╭─ Data supplied

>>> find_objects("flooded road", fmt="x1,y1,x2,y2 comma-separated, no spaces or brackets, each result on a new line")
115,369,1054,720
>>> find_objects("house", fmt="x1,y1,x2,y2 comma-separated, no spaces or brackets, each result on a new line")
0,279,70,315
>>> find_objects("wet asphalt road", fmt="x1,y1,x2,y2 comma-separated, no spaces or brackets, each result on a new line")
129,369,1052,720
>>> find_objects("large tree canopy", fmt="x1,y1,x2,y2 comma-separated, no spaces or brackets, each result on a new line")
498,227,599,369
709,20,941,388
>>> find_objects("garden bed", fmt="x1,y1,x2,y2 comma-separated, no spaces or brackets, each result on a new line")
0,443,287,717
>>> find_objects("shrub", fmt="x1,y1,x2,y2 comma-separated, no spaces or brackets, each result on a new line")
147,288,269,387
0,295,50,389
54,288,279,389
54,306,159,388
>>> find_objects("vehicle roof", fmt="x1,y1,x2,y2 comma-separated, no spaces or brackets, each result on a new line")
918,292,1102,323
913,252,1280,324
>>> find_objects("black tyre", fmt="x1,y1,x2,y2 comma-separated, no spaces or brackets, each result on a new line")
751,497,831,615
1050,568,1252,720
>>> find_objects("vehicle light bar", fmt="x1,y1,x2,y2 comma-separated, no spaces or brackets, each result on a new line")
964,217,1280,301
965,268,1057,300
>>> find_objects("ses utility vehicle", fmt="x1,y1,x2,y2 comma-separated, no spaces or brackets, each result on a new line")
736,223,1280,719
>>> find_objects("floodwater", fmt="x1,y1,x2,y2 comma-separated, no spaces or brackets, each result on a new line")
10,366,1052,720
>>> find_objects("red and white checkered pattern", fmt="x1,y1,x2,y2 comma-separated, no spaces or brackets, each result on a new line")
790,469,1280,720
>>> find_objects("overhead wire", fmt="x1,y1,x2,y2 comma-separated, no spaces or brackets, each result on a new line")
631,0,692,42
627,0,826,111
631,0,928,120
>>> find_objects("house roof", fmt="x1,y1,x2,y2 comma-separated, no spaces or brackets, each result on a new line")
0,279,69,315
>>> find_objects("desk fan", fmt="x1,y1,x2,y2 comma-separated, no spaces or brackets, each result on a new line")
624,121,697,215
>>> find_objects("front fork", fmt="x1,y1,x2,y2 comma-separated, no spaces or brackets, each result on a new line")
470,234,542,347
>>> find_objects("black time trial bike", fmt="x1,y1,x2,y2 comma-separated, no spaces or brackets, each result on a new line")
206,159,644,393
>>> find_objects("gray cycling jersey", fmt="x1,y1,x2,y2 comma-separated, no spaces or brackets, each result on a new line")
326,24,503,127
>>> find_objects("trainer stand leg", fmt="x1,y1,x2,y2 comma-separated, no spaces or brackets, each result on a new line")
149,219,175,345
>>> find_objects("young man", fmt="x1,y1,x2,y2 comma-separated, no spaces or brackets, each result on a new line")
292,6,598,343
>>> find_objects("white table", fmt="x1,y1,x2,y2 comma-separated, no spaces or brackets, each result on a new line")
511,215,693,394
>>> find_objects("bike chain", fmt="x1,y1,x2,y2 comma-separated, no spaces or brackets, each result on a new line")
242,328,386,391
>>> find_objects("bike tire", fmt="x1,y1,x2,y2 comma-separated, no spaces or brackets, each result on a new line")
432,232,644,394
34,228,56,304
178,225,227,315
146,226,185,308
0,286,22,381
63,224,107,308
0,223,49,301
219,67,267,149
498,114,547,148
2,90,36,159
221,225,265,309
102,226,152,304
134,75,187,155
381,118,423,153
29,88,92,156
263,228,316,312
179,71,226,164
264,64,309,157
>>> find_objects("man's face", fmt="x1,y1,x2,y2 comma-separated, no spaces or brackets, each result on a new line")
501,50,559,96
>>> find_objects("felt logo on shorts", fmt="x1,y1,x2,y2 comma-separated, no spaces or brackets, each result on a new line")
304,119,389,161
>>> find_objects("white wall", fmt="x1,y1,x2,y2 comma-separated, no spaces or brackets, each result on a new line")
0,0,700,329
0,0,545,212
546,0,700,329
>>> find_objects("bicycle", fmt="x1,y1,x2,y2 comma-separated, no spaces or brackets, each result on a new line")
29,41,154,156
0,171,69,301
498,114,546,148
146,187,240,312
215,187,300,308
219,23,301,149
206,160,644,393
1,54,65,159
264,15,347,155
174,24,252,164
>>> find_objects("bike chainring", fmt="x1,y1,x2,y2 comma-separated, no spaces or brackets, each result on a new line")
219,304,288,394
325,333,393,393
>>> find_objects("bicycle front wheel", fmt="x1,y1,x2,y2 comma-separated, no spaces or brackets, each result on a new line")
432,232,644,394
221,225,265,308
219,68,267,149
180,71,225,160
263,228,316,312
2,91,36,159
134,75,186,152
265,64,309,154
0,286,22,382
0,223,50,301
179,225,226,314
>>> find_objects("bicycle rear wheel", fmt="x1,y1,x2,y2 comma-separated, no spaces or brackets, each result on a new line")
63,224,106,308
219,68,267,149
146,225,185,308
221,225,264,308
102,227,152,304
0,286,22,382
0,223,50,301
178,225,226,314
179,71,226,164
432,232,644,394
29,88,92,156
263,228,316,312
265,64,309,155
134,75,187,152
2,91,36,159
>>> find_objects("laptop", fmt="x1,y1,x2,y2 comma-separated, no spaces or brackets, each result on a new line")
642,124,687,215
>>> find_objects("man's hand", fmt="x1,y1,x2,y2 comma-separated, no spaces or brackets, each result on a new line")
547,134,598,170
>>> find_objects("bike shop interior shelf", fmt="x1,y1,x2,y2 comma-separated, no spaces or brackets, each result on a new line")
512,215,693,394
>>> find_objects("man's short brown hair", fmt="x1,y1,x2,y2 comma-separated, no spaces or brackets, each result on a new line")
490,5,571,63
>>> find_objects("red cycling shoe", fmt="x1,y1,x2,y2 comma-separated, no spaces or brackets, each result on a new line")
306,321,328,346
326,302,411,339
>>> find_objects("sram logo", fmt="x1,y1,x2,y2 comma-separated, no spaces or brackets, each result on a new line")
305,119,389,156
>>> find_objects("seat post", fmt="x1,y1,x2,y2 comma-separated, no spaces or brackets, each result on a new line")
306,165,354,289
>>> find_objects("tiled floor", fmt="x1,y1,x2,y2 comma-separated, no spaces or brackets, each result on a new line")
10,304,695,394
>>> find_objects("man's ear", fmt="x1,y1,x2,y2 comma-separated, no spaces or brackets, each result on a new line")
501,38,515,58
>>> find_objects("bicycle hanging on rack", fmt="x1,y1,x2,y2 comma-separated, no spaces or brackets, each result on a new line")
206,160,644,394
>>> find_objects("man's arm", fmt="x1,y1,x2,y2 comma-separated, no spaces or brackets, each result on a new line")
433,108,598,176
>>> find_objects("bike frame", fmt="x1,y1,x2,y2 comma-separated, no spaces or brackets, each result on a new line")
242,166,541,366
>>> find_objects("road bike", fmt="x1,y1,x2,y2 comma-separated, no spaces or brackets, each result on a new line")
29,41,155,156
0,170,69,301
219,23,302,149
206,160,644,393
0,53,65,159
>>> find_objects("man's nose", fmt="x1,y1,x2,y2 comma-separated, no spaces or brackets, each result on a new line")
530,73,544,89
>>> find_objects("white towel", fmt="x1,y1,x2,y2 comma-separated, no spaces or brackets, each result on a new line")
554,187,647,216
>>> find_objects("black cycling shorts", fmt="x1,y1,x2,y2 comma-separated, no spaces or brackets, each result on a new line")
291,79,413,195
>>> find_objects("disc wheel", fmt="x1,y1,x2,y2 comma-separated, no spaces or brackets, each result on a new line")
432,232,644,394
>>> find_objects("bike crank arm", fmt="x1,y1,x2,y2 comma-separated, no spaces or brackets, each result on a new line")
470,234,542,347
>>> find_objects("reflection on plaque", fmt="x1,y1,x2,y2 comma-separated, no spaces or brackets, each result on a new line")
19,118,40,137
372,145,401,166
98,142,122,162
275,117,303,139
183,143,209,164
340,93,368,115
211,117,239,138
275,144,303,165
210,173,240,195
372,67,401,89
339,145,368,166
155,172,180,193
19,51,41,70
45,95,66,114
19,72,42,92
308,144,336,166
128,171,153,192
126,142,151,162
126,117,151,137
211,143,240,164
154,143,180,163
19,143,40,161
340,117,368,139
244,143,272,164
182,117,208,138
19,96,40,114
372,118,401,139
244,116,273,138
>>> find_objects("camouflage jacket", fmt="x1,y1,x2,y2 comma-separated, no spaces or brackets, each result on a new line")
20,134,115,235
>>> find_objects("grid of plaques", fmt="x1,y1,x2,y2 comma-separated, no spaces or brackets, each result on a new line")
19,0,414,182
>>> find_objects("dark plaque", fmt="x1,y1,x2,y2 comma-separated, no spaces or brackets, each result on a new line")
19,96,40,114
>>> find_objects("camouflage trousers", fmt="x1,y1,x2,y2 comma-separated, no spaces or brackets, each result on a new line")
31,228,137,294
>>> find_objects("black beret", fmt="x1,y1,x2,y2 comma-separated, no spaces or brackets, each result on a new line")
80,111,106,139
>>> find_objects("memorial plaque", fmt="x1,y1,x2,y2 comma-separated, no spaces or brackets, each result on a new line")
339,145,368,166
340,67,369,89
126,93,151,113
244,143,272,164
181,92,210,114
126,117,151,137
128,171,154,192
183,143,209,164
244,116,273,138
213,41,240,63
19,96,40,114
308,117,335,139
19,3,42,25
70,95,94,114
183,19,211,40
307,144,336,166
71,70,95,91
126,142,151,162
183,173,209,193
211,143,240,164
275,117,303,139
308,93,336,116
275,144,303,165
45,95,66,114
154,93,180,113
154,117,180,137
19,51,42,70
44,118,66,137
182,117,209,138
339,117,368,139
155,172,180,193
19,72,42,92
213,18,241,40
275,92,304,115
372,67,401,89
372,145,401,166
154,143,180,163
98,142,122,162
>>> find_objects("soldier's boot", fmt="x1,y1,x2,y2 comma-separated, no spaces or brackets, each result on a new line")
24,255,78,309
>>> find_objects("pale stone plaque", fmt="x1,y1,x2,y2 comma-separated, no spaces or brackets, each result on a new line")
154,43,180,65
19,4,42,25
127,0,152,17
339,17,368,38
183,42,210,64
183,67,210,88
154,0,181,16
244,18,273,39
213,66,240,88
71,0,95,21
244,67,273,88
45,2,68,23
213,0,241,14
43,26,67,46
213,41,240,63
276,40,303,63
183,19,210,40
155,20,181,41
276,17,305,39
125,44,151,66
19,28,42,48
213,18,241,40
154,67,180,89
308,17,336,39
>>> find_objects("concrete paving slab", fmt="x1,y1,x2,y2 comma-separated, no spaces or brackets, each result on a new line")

╰─

Please count the lines in the records above that contain "shorts", treating uppercase and lowercase as different, and reply with only the number.

2